BEGIN Exercise passage

Personal information
- Full name: Moksen bin Mohammad
- Date of birth: 22 August 1971 (age 55)
- Place of birth: Brunei
- Positions: Defender; forward;

Senior career*
- Years: Team / Apps / (Gls)
- 1992–1999: Brunei

International career^{‡}
- 1992–1999: Brunei / 8+ / (0+)

Managerial career
- 2000–2003: Kasuka
- 2001–2002: Brunei (assistant coach)
- 2005: Brunei U20
- 2008: Brunei (assistant coach)
- 2008: NBT
- 2011: Indera
- 2011–12: Brunei U21 (assistant coach)
- 2013–: DPMM (assistant coach)
- 2016: Brunei (assistant coach)

= Moksen Mohammad =

Bruneian footballer and coach

Moksen bin Mohammad is a Bruneian former international footballer and current coach. He previously played for the Brunei national representative team in the M-League as a defender or forward.

==Playing and coaching career==
Moksen represented Brunei in the Malaysian leagues from 1992 until 1999. Under English coaches Mick Lyons and David Booth, Brunei turned from minnows to powerhouses that regularly featured in the latter stages of the league season's pinnacle showcase the Malaysia Cup. He retired from the team after winning the 1999 edition of said competition, one of seven players to do so.

END Exercise passage

Required work
1) Transcribe the part of the Moksen Mohammad article starting at "- Place of birth: Brunei" and ending at "Brunei / 8+ / (0+)".
2) In the Moksen Mohammad article, which two English coaches are named as leading Brunei during his playing years?

BEGIN Material shown

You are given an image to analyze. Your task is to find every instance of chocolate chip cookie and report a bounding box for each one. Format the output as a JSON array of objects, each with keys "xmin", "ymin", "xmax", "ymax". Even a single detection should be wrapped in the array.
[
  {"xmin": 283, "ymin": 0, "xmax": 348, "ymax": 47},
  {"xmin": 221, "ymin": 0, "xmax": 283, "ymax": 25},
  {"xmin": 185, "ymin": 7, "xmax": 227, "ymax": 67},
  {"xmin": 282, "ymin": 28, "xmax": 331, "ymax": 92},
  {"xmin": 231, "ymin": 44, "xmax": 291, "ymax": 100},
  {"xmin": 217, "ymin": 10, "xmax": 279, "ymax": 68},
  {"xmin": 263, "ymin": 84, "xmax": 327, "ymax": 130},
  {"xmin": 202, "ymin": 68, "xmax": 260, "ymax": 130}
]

END Material shown

Answers
1)
- Place of birth: Brunei
- Positions: Defender; forward;

Senior career*
- Years: Team / Apps / (Gls)
- 1992–1999: Brunei

International career^{‡}
- 1992–1999: Brunei / 8+ / (0+)

2) Mick Lyons and David Booth.